▶ **Exercise requirements**
Rewrite every line of the material below as a numbered list, omitting the blank lines.

▶ **Task input**
┌────────

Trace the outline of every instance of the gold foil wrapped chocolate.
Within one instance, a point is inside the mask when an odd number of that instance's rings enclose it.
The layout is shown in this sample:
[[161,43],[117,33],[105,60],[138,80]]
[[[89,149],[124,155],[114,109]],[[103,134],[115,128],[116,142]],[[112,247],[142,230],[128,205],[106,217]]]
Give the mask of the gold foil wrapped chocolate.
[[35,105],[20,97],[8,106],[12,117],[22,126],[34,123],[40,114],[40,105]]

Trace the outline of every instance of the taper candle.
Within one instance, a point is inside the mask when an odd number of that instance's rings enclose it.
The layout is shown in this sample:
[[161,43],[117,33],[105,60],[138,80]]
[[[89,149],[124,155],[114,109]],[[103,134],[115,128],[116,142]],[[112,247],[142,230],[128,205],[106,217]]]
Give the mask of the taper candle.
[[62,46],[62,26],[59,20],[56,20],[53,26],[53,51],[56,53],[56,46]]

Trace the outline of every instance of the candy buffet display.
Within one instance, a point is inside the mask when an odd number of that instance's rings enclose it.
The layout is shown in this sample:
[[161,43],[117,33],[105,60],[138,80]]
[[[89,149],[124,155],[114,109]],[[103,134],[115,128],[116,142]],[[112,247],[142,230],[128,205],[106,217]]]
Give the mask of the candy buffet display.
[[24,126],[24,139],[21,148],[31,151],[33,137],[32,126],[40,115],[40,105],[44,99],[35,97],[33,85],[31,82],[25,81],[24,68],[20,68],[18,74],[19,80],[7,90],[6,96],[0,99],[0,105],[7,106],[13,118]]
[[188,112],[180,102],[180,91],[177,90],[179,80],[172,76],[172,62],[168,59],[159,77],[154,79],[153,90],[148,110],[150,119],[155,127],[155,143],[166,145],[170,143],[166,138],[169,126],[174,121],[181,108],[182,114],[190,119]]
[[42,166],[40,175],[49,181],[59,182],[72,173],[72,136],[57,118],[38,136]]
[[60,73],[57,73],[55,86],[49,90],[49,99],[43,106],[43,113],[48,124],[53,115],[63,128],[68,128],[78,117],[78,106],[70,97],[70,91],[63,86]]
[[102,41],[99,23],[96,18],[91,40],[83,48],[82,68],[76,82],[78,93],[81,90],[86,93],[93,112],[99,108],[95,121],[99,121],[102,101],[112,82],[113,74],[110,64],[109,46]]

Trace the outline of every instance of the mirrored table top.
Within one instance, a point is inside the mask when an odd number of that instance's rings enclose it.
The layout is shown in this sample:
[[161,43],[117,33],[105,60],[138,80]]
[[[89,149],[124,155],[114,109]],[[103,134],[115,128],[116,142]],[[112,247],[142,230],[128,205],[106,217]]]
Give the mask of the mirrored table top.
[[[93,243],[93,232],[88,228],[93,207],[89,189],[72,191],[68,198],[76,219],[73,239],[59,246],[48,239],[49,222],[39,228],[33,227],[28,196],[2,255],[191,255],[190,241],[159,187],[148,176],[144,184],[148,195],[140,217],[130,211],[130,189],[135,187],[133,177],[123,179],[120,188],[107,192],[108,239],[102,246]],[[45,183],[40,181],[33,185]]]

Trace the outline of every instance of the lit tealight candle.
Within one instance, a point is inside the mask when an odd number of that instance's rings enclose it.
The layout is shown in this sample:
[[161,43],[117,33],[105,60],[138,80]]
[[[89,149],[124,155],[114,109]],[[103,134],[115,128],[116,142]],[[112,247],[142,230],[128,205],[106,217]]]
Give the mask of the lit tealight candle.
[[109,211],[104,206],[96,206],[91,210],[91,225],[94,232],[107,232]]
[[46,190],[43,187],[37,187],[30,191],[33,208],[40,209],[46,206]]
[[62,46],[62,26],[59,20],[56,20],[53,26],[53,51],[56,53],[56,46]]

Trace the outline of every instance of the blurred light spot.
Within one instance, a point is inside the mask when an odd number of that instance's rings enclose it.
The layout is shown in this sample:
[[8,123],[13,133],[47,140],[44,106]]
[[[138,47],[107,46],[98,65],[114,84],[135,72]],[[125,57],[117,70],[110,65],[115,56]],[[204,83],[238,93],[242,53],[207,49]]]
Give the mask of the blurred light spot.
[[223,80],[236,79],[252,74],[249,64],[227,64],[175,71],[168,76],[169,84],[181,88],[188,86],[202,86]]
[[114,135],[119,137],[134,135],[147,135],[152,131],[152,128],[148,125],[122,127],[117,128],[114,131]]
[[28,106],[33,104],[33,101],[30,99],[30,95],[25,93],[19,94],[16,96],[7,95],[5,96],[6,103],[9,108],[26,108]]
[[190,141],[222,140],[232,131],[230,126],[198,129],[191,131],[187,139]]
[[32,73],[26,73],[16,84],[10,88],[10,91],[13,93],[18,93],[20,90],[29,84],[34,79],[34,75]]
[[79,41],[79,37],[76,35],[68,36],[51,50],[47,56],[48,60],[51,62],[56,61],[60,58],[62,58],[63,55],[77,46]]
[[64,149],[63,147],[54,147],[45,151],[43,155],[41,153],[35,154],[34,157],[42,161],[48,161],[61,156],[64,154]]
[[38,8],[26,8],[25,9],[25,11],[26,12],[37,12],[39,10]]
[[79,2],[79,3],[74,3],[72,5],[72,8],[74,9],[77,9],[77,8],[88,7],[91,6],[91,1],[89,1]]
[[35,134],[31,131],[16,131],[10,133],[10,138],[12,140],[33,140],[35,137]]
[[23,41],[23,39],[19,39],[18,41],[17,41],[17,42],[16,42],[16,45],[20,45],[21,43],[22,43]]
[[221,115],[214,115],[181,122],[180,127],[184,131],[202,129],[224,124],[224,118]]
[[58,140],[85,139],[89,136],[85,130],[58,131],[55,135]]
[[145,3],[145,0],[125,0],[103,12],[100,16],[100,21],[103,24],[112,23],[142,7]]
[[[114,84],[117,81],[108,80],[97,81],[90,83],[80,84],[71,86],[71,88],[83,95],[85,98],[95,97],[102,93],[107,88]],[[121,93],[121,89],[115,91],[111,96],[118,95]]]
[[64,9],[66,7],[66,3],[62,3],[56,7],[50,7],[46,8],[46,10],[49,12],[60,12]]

└────────

▶ **Task output**
1. Trace the outline of every instance of the gold foil wrapped chocolate.
2. Within one instance, a point is inside the mask when an odd number of that instance's rings enclose it.
3. The layout is shown in this sample:
4. [[161,43],[117,33],[105,60],[138,80]]
5. [[[89,149],[124,155],[114,109]],[[103,134],[115,128],[116,142]],[[112,247],[142,230],[128,205],[106,217]]]
6. Give the mask of the gold foil wrapped chocolate.
7. [[35,105],[20,97],[8,106],[12,117],[22,126],[34,123],[40,114],[40,105]]
8. Trace the outline of every instance of the taper candle.
9. Within one instance, a point is inside the mask when an odd number of that instance's rings enclose it.
10. The layout is shown in this sample:
11. [[161,43],[117,33],[105,60],[138,80]]
12. [[[89,149],[124,155],[114,109]],[[103,134],[115,128],[116,142]],[[112,247],[142,230],[128,205],[106,217]]]
13. Give the mask of the taper candle.
14. [[62,46],[62,26],[59,20],[56,20],[53,26],[53,51],[56,53],[56,46]]
15. Trace the outline of every instance of the candy buffet display.
16. Within one instance, a point is inside the mask when an odd number of that instance's rings enclose it.
17. The layout is shown in this sample:
18. [[161,43],[117,33],[105,60],[138,80]]
19. [[[89,149],[124,155],[114,109]],[[103,134],[115,128],[116,142]],[[112,247],[142,230],[128,205],[106,217]]]
20. Give the mask of the candy buffet display.
21. [[24,126],[24,139],[21,148],[31,151],[33,137],[32,126],[40,115],[40,105],[44,99],[35,97],[33,85],[31,82],[25,81],[24,68],[20,68],[18,74],[19,80],[7,90],[6,96],[0,99],[0,105],[7,106],[13,118]]
22. [[188,112],[180,102],[180,91],[177,90],[179,80],[172,76],[172,62],[168,59],[159,77],[154,79],[153,90],[148,110],[150,119],[155,127],[155,143],[166,145],[170,143],[166,138],[169,126],[174,121],[181,108],[182,114],[190,119]]
23. [[42,166],[40,175],[49,181],[59,182],[72,173],[72,136],[57,118],[38,136]]
24. [[60,73],[57,73],[55,86],[49,90],[49,99],[43,106],[43,113],[48,124],[53,115],[63,128],[68,128],[78,117],[78,106],[70,97],[70,91],[63,86]]
25. [[102,41],[99,23],[96,18],[91,40],[83,48],[82,68],[76,82],[78,93],[81,90],[86,93],[93,112],[99,108],[95,121],[99,121],[102,101],[112,82],[113,74],[110,64],[109,46]]
26. Trace the outline of every instance of the mirrored table top.
27. Within one instance, a point is inside the mask when an odd number of that instance's rings enclose it.
28. The layout is shown in this sample:
29. [[161,43],[117,33],[105,60],[138,80]]
30. [[[89,149],[124,155],[114,109]],[[103,134],[115,128],[116,142]],[[112,247],[142,230],[128,205],[106,217]]]
31. Give the mask of the mirrored table top.
32. [[[93,243],[93,232],[88,228],[93,207],[89,189],[72,191],[68,198],[76,219],[73,239],[59,246],[48,239],[49,222],[39,228],[33,227],[28,196],[2,255],[191,255],[190,241],[159,187],[148,176],[144,184],[148,195],[140,217],[130,211],[130,189],[135,187],[133,177],[123,179],[120,188],[107,192],[108,239],[102,246]],[[45,183],[40,181],[33,185]]]
33. Trace the outline of every instance of the lit tealight candle.
34. Within one instance, a point is inside the mask when an odd number of that instance's rings enclose it.
35. The layout is shown in this sample:
36. [[161,43],[117,33],[105,60],[138,80]]
37. [[[89,149],[124,155],[114,109]],[[103,134],[115,128],[116,142]],[[112,247],[142,230],[128,205],[106,217]]]
38. Give the mask of the lit tealight candle.
39. [[109,211],[104,206],[96,206],[91,210],[91,225],[94,232],[107,232]]
40. [[46,190],[43,187],[37,187],[30,191],[33,208],[40,209],[46,206]]
41. [[62,46],[62,26],[59,20],[56,20],[53,26],[53,51],[56,53],[56,46]]
42. Trace the outline of every instance of the blurred light spot.
43. Within one instance, a point is inside the mask when an odd number of that instance's rings enclose it.
44. The layout is shown in this sample:
45. [[8,123],[13,133],[47,140],[44,106]]
46. [[[138,47],[107,46],[98,65],[114,84],[135,72]],[[125,57],[117,70],[110,65],[115,56]],[[204,83],[238,93],[242,53],[207,49]]]
47. Give the mask of the blurred light spot.
48. [[223,80],[236,79],[252,74],[249,64],[227,64],[175,71],[168,76],[169,84],[181,88],[188,86],[202,86]]
49. [[114,135],[119,137],[134,135],[147,135],[152,131],[152,128],[148,125],[122,127],[117,128],[114,131]]
50. [[28,106],[33,104],[33,101],[30,99],[30,95],[25,93],[19,94],[16,96],[7,95],[5,96],[6,103],[9,108],[26,108]]
51. [[190,141],[222,140],[232,131],[230,126],[198,129],[191,131],[187,139]]
52. [[32,73],[26,73],[16,84],[10,88],[10,91],[13,93],[18,93],[20,90],[29,84],[34,79],[34,75]]
53. [[79,41],[79,37],[76,35],[68,36],[51,50],[47,56],[48,60],[51,62],[56,61],[60,58],[62,58],[63,55],[77,46]]
54. [[64,149],[63,147],[54,147],[45,151],[43,155],[41,153],[35,154],[34,157],[42,161],[48,161],[61,156],[64,154]]
55. [[38,8],[26,8],[25,9],[25,11],[26,12],[37,12],[39,10]]
56. [[79,2],[79,3],[74,3],[72,5],[72,8],[74,9],[77,9],[77,8],[88,7],[91,6],[91,1],[89,1]]
57. [[35,134],[31,131],[16,131],[10,133],[10,138],[12,140],[33,140],[35,137]]
58. [[23,41],[23,39],[19,39],[18,41],[17,41],[17,42],[16,42],[16,45],[20,45],[21,43],[22,43]]
59. [[221,115],[214,115],[181,122],[180,127],[184,131],[202,129],[224,124],[224,118]]
60. [[58,140],[85,139],[89,136],[85,130],[58,131],[55,135]]
61. [[145,3],[145,0],[125,0],[103,12],[100,16],[100,21],[103,24],[112,23],[142,7]]
62. [[[114,84],[117,81],[108,80],[97,81],[90,83],[80,84],[71,86],[71,88],[83,95],[85,98],[95,97],[102,93],[107,88]],[[121,93],[121,89],[115,91],[111,96],[118,95]]]
63. [[64,9],[66,7],[66,3],[62,3],[56,7],[50,7],[46,8],[46,10],[49,12],[60,12]]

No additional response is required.